* [EXERCISE TEXT]:

*** Begin section ***

The influenza outbreak continues to get overcovered. ABC and NBC both filed an update on the shortage of the vaccine against the H1N1 swine strain. NBC's Robert Bazell found "huge frustration about getting the vaccine" while ABC's John McKenzie reported that "tempers have flared as people waited for hours only to be turned away." McKenzie's A Closer Look had the advantage of the dynamic wheel format, in which we whiz round the country checking on the vaccine's status through the eyes of ABC's correspondents: Clayton Sandell in Colorado, Barbara Pinto in Missouri, Steve Osunsami in Florida plus online research into how to find shots in five other states. The public health operations in Mississippi and Alabama were rated worst.
CBS' substitute anchor Harry Smith was joined by his Early Show colleague Jennifer Ashton, a practicing gynecologist. Her report on the dangers facing pregnant women who are infected by the H1N1 virus evinced their morning roots. Ashton went for the emotional human interest angle rather than the public policy question. She told us the tale of Aubrey Opdyke, who was six months pregnant when she was infected. "She spent five weeks in a drug-induced coma suffering collapsed lungs, kidney failure and seizures."

*** End section ***

* [EXTRACTED INFORMATION]:
*** Begin section ***

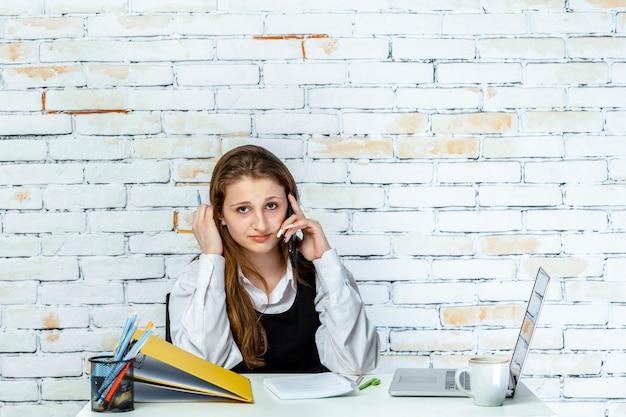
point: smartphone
(291, 245)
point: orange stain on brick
(411, 123)
(14, 52)
(51, 321)
(482, 315)
(356, 147)
(302, 38)
(461, 146)
(53, 337)
(427, 147)
(507, 245)
(44, 73)
(117, 72)
(191, 172)
(176, 221)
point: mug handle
(457, 380)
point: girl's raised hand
(314, 242)
(205, 230)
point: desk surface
(372, 401)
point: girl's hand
(205, 230)
(314, 242)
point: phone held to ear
(291, 245)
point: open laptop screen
(524, 339)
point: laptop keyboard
(451, 384)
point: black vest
(291, 336)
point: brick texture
(449, 148)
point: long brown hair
(253, 162)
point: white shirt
(346, 340)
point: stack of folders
(164, 372)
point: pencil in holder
(112, 386)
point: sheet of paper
(326, 384)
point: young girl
(243, 304)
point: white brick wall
(449, 147)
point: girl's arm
(346, 340)
(198, 319)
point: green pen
(373, 381)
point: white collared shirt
(346, 340)
(280, 298)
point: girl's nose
(260, 221)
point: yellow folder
(164, 372)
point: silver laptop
(439, 382)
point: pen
(373, 381)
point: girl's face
(254, 209)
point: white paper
(323, 385)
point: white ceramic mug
(488, 379)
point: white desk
(372, 401)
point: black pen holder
(112, 385)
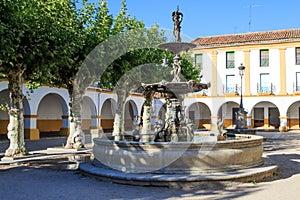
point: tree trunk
(76, 137)
(119, 123)
(16, 115)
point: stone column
(283, 123)
(249, 121)
(65, 129)
(214, 122)
(282, 72)
(96, 128)
(247, 72)
(214, 74)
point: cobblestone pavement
(57, 177)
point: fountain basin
(200, 157)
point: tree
(31, 44)
(131, 70)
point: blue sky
(215, 17)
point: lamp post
(241, 72)
(241, 114)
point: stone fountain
(173, 154)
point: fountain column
(146, 135)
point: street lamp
(241, 114)
(241, 72)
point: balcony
(266, 89)
(231, 90)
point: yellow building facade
(271, 81)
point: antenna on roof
(250, 15)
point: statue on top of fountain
(177, 19)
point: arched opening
(293, 116)
(4, 118)
(227, 113)
(52, 108)
(130, 115)
(88, 114)
(108, 111)
(200, 114)
(265, 115)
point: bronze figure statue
(177, 19)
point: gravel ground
(57, 177)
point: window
(298, 81)
(265, 85)
(198, 60)
(297, 55)
(230, 84)
(264, 58)
(230, 59)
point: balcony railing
(232, 89)
(265, 89)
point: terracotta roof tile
(248, 38)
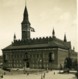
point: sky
(44, 15)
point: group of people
(43, 76)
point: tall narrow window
(51, 57)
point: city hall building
(46, 52)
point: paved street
(50, 75)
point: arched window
(51, 57)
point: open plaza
(39, 74)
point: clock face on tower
(25, 28)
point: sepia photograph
(38, 39)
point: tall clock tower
(25, 25)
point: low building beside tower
(36, 53)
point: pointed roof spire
(65, 39)
(53, 33)
(73, 48)
(14, 37)
(25, 15)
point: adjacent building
(45, 52)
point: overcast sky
(44, 15)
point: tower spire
(53, 33)
(14, 37)
(65, 39)
(25, 24)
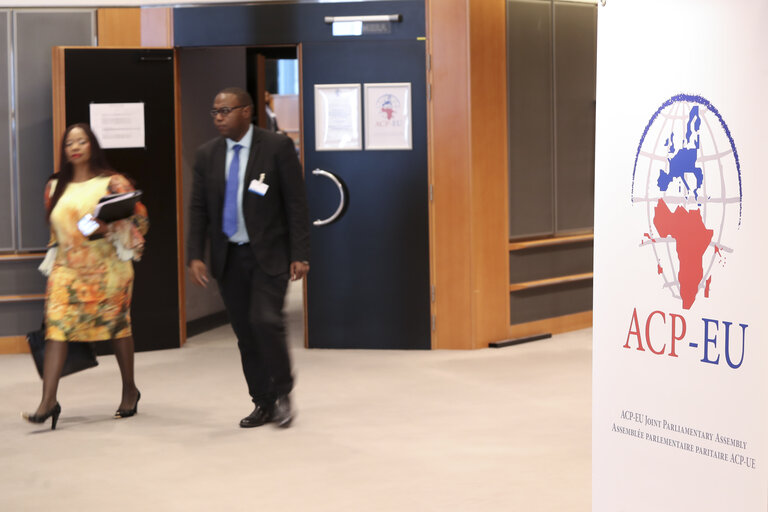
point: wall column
(468, 172)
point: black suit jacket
(277, 223)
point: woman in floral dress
(90, 283)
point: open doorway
(273, 81)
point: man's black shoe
(282, 415)
(261, 414)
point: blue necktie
(229, 219)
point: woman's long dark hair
(98, 163)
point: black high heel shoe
(41, 418)
(127, 413)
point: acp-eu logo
(686, 185)
(687, 181)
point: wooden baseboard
(14, 345)
(554, 325)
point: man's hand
(299, 269)
(198, 273)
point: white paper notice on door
(118, 125)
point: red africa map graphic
(692, 239)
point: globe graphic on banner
(687, 183)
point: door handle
(342, 198)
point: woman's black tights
(53, 364)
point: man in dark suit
(248, 201)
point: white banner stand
(681, 257)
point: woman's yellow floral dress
(88, 297)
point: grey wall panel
(21, 277)
(18, 318)
(575, 38)
(7, 201)
(553, 261)
(36, 32)
(222, 67)
(550, 301)
(529, 41)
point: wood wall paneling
(468, 168)
(13, 345)
(555, 325)
(119, 27)
(488, 82)
(450, 173)
(59, 101)
(156, 27)
(180, 243)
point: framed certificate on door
(388, 116)
(337, 117)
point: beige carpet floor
(488, 430)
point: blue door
(369, 281)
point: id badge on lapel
(258, 186)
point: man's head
(232, 110)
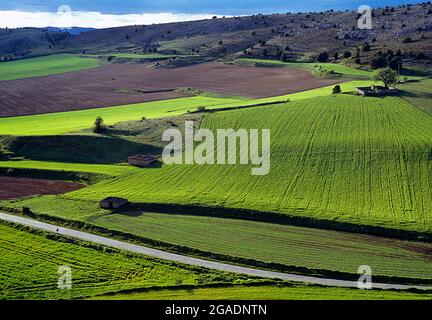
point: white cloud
(66, 18)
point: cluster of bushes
(322, 72)
(388, 59)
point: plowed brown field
(96, 88)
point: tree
(386, 75)
(396, 63)
(336, 89)
(98, 125)
(366, 47)
(323, 57)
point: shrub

*** End section ***

* [EXERCISE REQUIREMENTS]:
1. In the text about network coverage of the flu outbreak, which two states had their public health operations rated worst?
2. Write the next few sentences of the text about network coverage of the flu outbreak, picking up after its final sentence.

* [RESULTS FOR THE EXERCISE]:
1. Mississippi and Alabama.

2.
The Early Show angle is to focus on her husband Brian, who had to make "a life and death decision" to authorize a premature Caesarian section to save his wife's life. An Evening News angle would have been to examine whether H1N1 is leading to an increase in late-term abortions, including the often-denounced so-called partial birth method, to save the lives of pregnant women. Ashton did not even mention the word abortion. Perhaps speaking the A-word, instead of restricting herself to the C-section, would have made her story seem less heartwrenching. By the way, the Opdyke daughter, untimely ripped from her mother's womb, survived for seven minutes.